_PROBLEM DETAILS_. Render the entries below, from the line holding "In this exercise you will label every instance of the crowd" through the line holding "x=191, y=221" inclusive, as a two-column CSV with the header row entry,answer. Give one row per entry, with its text under entry and its answer under answer, each in a single quoted field with line breaks replaced by spaces.

_RECORDS SHOWN_.
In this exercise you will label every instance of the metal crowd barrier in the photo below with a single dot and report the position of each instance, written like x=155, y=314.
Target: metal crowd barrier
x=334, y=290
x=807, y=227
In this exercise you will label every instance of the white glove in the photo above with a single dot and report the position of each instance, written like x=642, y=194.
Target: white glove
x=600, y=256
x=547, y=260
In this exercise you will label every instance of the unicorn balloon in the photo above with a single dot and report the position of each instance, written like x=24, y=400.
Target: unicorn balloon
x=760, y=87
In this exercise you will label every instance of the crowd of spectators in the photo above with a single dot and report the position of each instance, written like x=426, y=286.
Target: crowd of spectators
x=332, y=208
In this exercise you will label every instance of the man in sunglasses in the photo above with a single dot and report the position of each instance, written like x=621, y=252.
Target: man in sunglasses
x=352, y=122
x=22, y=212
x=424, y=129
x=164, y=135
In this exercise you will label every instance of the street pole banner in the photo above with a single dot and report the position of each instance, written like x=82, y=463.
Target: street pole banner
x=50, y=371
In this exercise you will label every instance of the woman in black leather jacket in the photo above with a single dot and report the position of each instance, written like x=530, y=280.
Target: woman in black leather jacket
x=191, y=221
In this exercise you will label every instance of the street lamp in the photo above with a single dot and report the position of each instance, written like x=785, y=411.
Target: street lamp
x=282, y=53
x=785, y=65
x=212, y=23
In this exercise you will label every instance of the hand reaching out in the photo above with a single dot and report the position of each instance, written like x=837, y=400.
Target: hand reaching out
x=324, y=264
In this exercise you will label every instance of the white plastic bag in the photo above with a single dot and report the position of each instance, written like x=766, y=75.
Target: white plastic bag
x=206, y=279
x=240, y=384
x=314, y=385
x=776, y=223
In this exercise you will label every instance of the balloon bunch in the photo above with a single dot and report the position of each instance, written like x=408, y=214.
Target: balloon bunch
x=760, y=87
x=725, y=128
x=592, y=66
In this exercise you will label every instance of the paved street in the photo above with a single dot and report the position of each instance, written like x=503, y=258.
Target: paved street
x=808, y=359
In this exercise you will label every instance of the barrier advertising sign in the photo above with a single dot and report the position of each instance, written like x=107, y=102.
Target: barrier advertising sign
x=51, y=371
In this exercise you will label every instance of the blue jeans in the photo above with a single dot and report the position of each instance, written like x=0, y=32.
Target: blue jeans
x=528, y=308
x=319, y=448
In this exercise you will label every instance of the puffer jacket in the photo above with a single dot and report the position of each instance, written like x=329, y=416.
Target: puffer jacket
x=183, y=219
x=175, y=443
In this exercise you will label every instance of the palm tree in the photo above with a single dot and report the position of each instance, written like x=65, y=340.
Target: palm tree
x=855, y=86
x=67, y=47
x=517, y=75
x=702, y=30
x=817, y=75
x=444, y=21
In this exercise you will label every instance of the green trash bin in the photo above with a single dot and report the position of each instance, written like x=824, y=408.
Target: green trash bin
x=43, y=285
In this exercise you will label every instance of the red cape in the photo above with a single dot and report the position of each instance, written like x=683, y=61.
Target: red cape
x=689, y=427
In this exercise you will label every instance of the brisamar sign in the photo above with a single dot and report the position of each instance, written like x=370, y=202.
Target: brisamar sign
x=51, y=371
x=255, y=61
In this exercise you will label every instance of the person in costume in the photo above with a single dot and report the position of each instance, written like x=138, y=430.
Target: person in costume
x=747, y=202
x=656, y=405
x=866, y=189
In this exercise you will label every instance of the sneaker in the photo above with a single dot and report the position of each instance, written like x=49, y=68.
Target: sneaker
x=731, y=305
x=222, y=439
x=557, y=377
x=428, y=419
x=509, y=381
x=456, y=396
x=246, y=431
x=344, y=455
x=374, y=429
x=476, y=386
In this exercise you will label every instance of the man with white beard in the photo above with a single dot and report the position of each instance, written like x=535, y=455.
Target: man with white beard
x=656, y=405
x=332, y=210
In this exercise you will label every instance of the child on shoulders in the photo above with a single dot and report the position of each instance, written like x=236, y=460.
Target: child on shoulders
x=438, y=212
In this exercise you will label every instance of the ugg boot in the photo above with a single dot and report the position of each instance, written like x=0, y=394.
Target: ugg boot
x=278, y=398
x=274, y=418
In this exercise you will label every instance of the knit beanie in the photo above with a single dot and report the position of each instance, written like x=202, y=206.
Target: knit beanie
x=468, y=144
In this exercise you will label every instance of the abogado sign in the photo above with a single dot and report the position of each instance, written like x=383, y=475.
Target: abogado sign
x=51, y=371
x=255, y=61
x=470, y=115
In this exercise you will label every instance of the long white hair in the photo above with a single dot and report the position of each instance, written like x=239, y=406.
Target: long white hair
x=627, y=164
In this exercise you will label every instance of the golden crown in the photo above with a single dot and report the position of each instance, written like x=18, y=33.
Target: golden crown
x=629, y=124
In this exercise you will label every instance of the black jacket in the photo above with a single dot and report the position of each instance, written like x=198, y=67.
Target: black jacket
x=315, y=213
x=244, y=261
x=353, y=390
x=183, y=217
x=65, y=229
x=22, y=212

_FINISHED ANSWER_.
entry,answer
"In this exercise you will label every instance of the crowd of spectators in the photo above with a single dot and report the position of each instance, written like x=426, y=286. Target: crowd of spectators","x=332, y=208"
"In this exercise you will label every instance of the man in sunglasses in the photo above with a single dot and report the position of each instance, written like x=621, y=252. Target: man in sunglasses","x=352, y=122 x=22, y=212 x=424, y=129 x=164, y=135"
"In this exercise you will label every instance of the street pole banner in the photo above with a single dot and report the position of each instance, written like x=82, y=463. Target: street pole banner","x=50, y=371"
"In this exercise you will label every instance of the woman in black leather jacket in the photo above with a single dot and report the position of each instance, written like x=530, y=280. Target: woman in black leather jacket","x=191, y=221"